==== Извлечённый текст

Муфиафоны – деструкторы, антиразум. Ближайшие к Земле сущности, деструктивные силы, противящиеся появлениюкристаллоидного разума, как основы пентаксного сознания. Конкретной формы у них нет. Воплощаются в любой носитель разума, в том числе и примитивный – в человека во всех его ипостасях и в ассоциативные зачаточные формы: в привидения, демонов, чертей, гномов, суккубов, инкубов, вампиров, оборотней, домовых, леших, русалок, водяных, упырей и т.п.
Обдормы – спящие формы апертов (от лат. «уснуть»).
Обращение – первое значение: обращение за помощью, «подача заявки» во вселенский информационных архив, способ вызова помощника-проводника; второе значение:переход в новую категорию людей, приобщение к новой расе.
Обсерверы – сваски, не имеющие плотной физической оболочки, в основном полевые и энергетические структуры, наблюдатели за внешним миром, охранники и поставщики энергии для жизнеобеспечения векторного комплекса.
Пентакс – высший уровень мироздания, система мироздания.
Перфодера(от лат. perfodere – копать) – гусеница-копальщица, разновидность инсекта-аперта. Использована ранними земными цивилизациями.
Полиспация (от лат. spatium – пространство, poli – много) – многопространственность, видение многих миров.

========
==== Предоставленные материалы

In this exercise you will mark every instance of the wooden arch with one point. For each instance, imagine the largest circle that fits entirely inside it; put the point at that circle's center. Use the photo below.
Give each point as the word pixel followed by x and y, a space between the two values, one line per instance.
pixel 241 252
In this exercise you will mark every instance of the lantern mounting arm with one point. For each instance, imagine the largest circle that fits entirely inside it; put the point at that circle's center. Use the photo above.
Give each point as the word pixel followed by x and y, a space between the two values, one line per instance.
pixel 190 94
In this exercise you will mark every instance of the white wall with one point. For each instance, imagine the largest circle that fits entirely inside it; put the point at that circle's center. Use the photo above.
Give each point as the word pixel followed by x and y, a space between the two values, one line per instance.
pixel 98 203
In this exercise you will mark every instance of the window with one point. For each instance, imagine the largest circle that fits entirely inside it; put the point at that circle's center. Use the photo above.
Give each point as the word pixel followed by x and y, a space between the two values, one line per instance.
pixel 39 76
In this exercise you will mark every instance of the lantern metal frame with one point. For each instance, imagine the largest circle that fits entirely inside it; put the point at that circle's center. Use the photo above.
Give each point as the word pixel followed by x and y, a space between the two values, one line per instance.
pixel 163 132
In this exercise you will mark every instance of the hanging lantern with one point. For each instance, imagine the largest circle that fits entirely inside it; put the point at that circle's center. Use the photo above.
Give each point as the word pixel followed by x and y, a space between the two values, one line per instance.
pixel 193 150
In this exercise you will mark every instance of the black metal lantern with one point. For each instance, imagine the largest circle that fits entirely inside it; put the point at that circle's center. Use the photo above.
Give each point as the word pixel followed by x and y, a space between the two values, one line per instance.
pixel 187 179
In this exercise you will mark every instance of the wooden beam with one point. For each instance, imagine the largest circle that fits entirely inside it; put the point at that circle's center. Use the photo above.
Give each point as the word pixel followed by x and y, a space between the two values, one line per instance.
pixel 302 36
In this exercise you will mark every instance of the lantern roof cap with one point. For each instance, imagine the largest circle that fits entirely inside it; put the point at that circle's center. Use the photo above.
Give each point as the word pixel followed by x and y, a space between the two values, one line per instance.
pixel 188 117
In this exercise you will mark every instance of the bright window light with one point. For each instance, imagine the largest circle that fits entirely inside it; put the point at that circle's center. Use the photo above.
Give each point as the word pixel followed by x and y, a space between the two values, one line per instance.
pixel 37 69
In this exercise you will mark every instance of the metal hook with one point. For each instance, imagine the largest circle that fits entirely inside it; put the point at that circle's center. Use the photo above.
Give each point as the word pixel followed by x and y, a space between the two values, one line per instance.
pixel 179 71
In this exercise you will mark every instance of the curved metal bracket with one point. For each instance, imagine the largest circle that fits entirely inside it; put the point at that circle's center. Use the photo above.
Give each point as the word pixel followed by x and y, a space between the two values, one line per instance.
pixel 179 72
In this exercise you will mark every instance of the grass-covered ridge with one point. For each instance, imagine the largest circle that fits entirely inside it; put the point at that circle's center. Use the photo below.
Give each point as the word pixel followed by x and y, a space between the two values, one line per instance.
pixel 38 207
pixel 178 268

========

* _Набор заданий_:
1) Как в глоссарии определяется пентакс?
2) Продублируйте фрагмент глоссария от «Обращение – первое» до «видение многих миров.».
Материалы никак не связаны с глоссарием.

* _Ожидаемые ответы_:
1) Высший уровень мироздания, система мироздания.

2)
Обращение – первое значение: обращение за помощью, «подача заявки» во вселенский информационных архив, способ вызова помощника-проводника; второе значение:переход в новую категорию людей, приобщение к новой расе.
Обсерверы – сваски, не имеющие плотной физической оболочки, в основном полевые и энергетические структуры, наблюдатели за внешним миром, охранники и поставщики энергии для жизнеобеспечения векторного комплекса.
Пентакс – высший уровень мироздания, система мироздания.
Перфодера(от лат. perfodere – копать) – гусеница-копальщица, разновидность инсекта-аперта. Использована ранними земными цивилизациями.
Полиспация (от лат. spatium – пространство, poli – много) – многопространственность, видение многих миров.